PROVIDED PASSAGE:
▽

This post is the first in a short sequence of posts intended to introduce and explore the mathematical concept of a random variable. In this post, we shall define random variables formally, familiarize ourselves with them, and classify different types of them Then we shall introduce measures of central tendency and measures of spread, measurements that can be useful in expressing compactly or predicting the behaviour of a random variable (however, as we shall see, each of these has its shortcomings).

Intuitively, the idea of a random variable is familiar to most. It is the output, of sorts, of a random process (or simply a process that is so complex and unpredictable that it serves as random). For example, we may assign a random variable $X$ to be the result of a fair coin flip, an unfair coin flip, the roll of a die, the roll of many dice, the shuffling of a deck of cards, or the number of people that enter a restaurant over the course of a day. Of course, none of these things is necessarily truly random - in a closed and thoroughly monitored physical system (in a laboratory, say), physicists could reliably predict the result of a coin flip by using data about its initial condition and the laws of physics. However, we shall not concern ourselves with this, and shall study random variables in only the most mathematical sense.

The value of any random variable must be drawn from some set of possible outcomes, or events. This set is called the sample space, and written $S$. If $X$ is the result of a coin flip, then $S={\text{heads},\text{tails}}$. If $X$ is the result of the roll of a single six-sided die, then $S={1,2,3,4,5,6}$. If $X$ is the top card of a shuffled deck, then $S$ is the entire deck of cards.

However, this does not suffice to define a random variable. The random variable representing the outcome of an unfair coin flip has the same sample space as with a fair coin flip, but the variables are fundamentally different. Thus, in addition to its sample space $S$, a random variable $X$ is further defined by its probability density function (for continuous random variables) or probability mass function (for discrete random variables), written $p_X:S\mapsto [0,1]$, assigning to each element of $S$ the probability that $X$ assumes the value of that element. Because $X$ must be an element of $S$, and because no two events in $S$ can both occur, we have that

$$\sum_{x\in S}p_X(x)=1$$

As a convention, we omit from $S$ any event with probability $0$.

For example, if $X$ represents a fair coin flip, then $S={\text{heads},\text{tails}}$, and $p_X(\text{heads})=p_X(\text{tails})=0.5$. If $X$ represents an unfair coin flip, then $S={\text{heads},\text{tails}}$, and we might have that $p_X(\text{heads})=0.3$ and $p_X(\text{tails})=0.7$. If $X$ represents a random card drawn fairly from a standard deck, and $c\in S$ is any card in the deck, then $p_X(c)=1/52$.

△

SUPPLIED MATERIAL:
▽

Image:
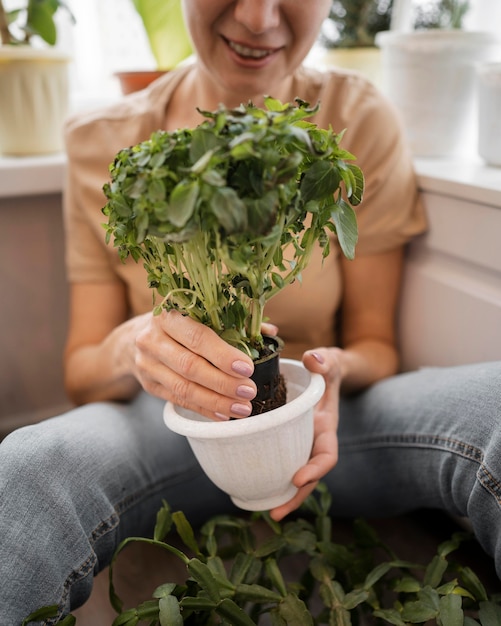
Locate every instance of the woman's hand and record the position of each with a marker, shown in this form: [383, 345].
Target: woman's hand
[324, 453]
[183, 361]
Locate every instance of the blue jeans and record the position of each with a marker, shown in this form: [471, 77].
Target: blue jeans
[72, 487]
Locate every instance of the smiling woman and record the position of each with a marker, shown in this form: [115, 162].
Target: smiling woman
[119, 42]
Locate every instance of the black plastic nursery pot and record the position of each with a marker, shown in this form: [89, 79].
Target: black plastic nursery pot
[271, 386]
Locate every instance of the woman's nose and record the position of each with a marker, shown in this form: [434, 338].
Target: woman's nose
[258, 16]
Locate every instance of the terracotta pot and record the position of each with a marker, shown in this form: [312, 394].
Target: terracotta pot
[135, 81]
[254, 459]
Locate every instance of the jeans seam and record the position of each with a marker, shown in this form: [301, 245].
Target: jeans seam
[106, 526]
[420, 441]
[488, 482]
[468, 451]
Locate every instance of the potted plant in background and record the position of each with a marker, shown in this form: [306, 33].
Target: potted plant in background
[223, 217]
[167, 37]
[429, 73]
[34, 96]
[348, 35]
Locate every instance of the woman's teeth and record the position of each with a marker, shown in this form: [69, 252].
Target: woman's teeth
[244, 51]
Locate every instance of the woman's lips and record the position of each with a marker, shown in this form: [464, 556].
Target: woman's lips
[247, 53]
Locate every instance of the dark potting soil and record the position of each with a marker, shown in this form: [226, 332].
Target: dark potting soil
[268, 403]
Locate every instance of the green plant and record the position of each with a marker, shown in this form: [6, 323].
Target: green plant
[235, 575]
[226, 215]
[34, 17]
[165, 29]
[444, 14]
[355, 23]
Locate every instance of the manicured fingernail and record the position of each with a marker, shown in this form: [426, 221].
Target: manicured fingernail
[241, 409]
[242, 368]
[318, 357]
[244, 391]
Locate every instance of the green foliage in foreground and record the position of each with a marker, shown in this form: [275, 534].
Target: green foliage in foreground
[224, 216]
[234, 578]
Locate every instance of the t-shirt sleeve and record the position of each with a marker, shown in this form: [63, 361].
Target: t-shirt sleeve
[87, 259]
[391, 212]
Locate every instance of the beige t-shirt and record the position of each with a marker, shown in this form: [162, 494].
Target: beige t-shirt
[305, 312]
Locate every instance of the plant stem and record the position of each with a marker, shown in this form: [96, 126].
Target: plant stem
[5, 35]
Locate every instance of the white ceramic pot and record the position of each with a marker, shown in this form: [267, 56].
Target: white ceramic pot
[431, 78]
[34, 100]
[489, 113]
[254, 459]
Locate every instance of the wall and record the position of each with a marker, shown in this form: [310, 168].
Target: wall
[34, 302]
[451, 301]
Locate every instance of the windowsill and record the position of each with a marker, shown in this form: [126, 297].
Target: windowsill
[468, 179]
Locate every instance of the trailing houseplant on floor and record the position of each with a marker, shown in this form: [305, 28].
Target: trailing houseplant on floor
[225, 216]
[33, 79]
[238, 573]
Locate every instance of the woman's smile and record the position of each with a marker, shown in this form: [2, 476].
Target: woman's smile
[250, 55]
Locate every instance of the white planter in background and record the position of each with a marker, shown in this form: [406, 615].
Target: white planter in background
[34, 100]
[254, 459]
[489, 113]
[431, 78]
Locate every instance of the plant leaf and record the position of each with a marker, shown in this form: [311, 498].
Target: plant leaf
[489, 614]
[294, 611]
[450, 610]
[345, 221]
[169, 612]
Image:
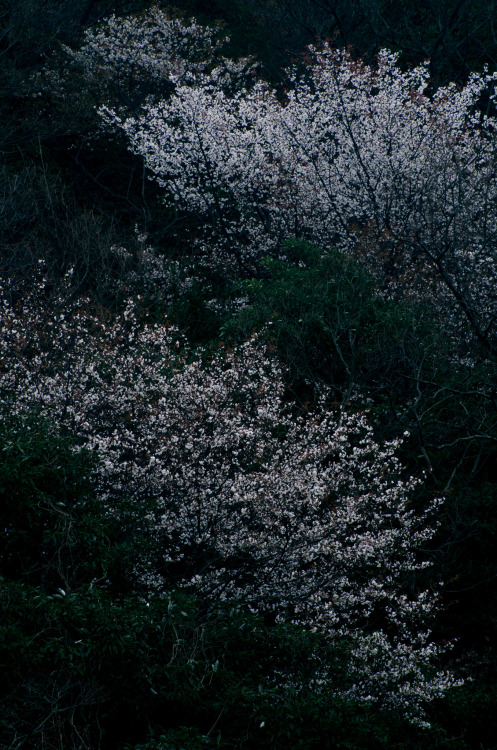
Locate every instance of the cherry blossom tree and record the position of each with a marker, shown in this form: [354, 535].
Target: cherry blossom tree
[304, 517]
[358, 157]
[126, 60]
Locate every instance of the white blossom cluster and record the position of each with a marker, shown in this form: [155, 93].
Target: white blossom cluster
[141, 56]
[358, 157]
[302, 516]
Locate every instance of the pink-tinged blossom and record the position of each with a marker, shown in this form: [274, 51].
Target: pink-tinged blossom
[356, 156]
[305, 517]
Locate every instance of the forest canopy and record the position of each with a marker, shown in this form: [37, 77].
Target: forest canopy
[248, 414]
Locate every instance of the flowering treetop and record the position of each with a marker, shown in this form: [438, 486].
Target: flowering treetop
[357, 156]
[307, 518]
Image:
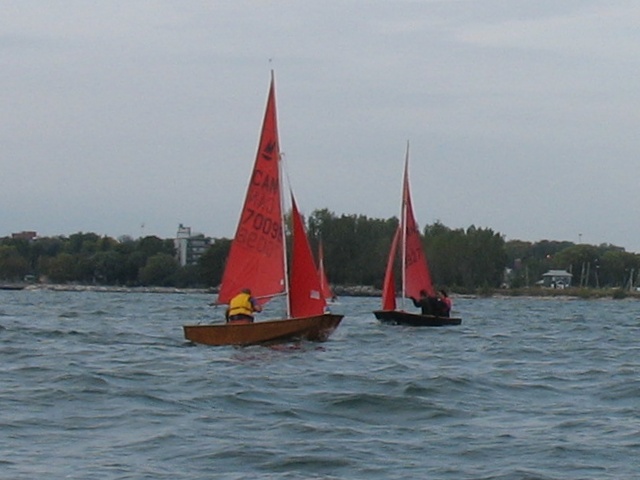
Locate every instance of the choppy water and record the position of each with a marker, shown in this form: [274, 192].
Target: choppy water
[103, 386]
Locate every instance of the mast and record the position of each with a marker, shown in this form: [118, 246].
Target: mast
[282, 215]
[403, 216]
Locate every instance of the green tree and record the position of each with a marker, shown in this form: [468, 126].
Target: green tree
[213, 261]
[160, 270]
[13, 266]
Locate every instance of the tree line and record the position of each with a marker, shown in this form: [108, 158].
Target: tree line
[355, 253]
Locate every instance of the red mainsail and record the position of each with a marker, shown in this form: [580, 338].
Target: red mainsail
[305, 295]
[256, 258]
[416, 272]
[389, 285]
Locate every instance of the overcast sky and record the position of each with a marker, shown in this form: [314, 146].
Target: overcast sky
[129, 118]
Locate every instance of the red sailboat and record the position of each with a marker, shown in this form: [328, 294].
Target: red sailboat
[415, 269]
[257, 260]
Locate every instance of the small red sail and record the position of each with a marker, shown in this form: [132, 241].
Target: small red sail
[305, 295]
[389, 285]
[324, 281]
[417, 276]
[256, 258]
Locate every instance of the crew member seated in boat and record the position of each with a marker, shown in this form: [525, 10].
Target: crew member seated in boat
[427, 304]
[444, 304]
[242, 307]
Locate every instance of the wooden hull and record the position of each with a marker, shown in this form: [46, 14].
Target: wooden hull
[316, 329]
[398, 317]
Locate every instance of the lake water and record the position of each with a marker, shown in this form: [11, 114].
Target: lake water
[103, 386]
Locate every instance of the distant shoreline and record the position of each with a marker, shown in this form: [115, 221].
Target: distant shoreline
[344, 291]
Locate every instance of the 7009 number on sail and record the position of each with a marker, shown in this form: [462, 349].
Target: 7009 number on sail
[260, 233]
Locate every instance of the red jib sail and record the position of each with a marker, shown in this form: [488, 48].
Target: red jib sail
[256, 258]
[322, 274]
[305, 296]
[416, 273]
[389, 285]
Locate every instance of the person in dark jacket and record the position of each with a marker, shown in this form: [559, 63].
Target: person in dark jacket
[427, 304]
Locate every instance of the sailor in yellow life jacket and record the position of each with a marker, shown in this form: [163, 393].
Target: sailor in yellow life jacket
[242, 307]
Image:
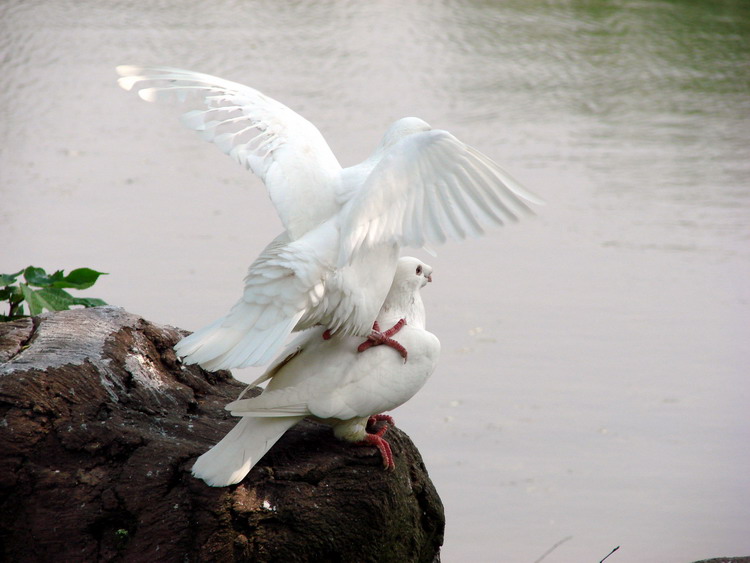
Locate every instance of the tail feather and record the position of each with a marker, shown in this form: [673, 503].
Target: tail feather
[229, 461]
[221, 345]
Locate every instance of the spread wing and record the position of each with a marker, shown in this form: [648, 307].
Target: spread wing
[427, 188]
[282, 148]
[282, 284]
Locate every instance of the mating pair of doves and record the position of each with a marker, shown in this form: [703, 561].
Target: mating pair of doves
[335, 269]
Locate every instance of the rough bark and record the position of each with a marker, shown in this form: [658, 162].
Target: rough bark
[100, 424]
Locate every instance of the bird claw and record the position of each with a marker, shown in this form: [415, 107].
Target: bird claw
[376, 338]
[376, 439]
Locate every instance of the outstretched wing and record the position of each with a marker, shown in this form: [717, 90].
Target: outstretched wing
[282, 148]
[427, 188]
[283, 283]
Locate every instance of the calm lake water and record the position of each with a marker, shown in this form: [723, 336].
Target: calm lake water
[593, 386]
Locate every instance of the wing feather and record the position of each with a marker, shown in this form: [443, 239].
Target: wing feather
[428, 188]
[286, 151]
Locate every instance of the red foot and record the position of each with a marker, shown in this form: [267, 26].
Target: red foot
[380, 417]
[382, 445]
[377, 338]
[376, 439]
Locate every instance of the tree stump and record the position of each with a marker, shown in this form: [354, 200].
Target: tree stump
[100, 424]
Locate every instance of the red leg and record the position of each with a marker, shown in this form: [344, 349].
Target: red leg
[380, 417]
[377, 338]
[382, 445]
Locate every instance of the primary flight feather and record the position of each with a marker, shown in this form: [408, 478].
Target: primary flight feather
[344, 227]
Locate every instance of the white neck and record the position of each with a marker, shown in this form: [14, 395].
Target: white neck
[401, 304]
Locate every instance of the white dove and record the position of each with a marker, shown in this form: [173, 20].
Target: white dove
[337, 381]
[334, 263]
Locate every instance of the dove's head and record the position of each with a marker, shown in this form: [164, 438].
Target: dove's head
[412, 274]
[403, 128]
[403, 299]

△

WHAT THE TASK REQUIRES:
Pick up the post on random variables after its final sentence and carry it forward in the same style.

TASK RESULT:
As we can see, there are two types of random variables: qualitative and quantitative. The former refers to a random variable whose value is not a numerical quantity, such as the result of a coin flip (heads or tails) or the result of a random card drawn from a standard deck. The latter refers to a random variable whose value is numerical, like the result of a die roll or the time elapsed between two consecutive customers entering a store. In this post, and in future posts, we shall deal chiefly with quantitative variables - this is a math blog, after all. However, it is sometimes possible to "adjust" the sample space of a qualitative random variable in order to make it quantitative; for example, we might replace "heads" with $1$ and "tails" with $0$ in the sample space of a random variable determined by a coin flip, or assign to each card in a standard deck a numerical value, giving face cards the values $11$ through $13$ and aces the value $1$.

Random variables may also be classified as either discrete or continuous (though it is important to note that some random variables fall not in either category). A discrete random variable typically has a finite sample space $S$, but if its sample space is infinite, it must be countably infinite. For example, the random variable counting the number of customers to enter a store over the course of a day could concievably be arbitrarily large, so its sample space is $S=\mathbb N$ - ridiculously large values, like $1,000,000\in S$, we are almost certain will never come to pass, but it is concievable that, under exceptional circumstances, it could be attained (in a purely theoretical world, at least), so $p_X(1,000,000)\ne 0$. A continuous random variable is chosen from an interval (or a connected set); for example, the height of a random person is a continuous random variable, if errors or limitations in our measuring instruments are ignored.

It is worth noting that we must treat the probability density functions (or PDFs) of continuous random variables much differently. Earlier, we wrote that for any random variable $X$ with sample space $S$ and PDF $p_X$, $$\sum_{x\in S}p_X(x)=1$$ However, this is not so well defined if $S$ is an uncountable set. We must instead write $$\int_S p_X(x)dx=1$$ If this integral exists, while $p_X(x)$ is nonzero for all $x\in S$, it must necessarily be true that $P(X=x)=0$ for all $x\in S$. Because there are so many possible values of $X$, the probability that any one of them is chosen is equivalently zero; however, the probability that the value of $X$ falls within some subset $E\subset S$ can be nonzero, and is given by $$P(X\in E)=\int_E p_X(x)dx$$ To understand this intuitively, consider the classic dartboard example. If you throw a dart at a dartboard, the probability that the dart will hit the point at the very center of the dartboard is zero, but the probability of hitting some point inside of the bullseye is nonzero, since the bullseye has nonzero area (while a point has area $0$).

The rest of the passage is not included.